→ PROBLEM DETAILS
Copy every item below word for word, omitting the pictures.

→ EXERCISE DATA
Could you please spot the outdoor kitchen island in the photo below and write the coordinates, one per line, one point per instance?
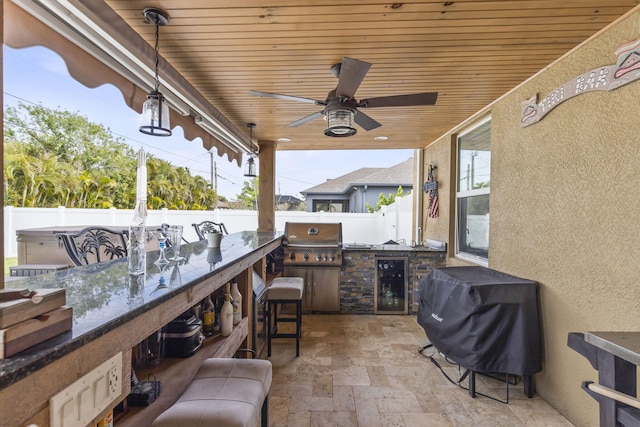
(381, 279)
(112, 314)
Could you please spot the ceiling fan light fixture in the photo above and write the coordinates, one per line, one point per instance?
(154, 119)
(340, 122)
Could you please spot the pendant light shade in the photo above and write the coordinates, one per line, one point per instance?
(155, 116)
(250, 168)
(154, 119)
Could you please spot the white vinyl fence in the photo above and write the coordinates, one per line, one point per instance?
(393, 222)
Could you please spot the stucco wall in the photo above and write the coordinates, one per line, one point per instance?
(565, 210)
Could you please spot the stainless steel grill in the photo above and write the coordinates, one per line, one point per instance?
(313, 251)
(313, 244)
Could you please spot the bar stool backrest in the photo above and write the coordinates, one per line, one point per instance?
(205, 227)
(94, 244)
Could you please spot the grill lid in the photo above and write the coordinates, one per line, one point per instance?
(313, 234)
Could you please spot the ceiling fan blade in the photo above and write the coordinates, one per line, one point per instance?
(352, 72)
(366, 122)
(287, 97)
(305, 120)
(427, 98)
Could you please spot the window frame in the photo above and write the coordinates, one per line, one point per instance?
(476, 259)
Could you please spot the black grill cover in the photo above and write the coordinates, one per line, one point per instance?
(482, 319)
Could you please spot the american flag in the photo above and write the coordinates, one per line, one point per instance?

→ SOLVED EXERCISE
Could you please spot the outdoor kitchen island in the photo below and write the coordinates, one per line, one point per instance?
(381, 279)
(112, 314)
Could you please spot the ceiling fan light fixture in the photo above and write the coordinates, one per line, one point per instance?
(154, 119)
(340, 122)
Could you please spot the pendant light shade in the photo above and write the coordinates, one per line, one point per instance?
(155, 116)
(250, 168)
(154, 119)
Could you please spot the white vinyl fence in the photo above and write the coordinates, one per line, one point per instance?
(393, 222)
Could you please spot the stucco wall in the photo above and write the coordinates, one per line, one point per instance?
(565, 210)
Could you please spot the stainless steel grill in the photo above and write the coordinates, one per line, one point per instance?
(313, 251)
(313, 244)
Could you please spot the bar stool backrest in the photo above and write the coordinates, one per line, one point per instance?
(205, 227)
(94, 244)
Could you please spot the grill lid in the photo above and write the coordinates, one per line, one point per instance?
(313, 234)
Could you please spot the ceiling fan blade in the photo above and write the coordinates, one per line, one point per instance?
(352, 72)
(366, 122)
(287, 97)
(305, 120)
(427, 98)
Could you please spot the window frame in the photo above and write the coordinates, one per line, one point per instance?
(476, 259)
Could you please spot the black grill cover in the photo above and write the coordinates, one per line, one point per instance?
(482, 319)
Could you please spot the american flag in the photo above and write the coordinates, one per line, one point per instance?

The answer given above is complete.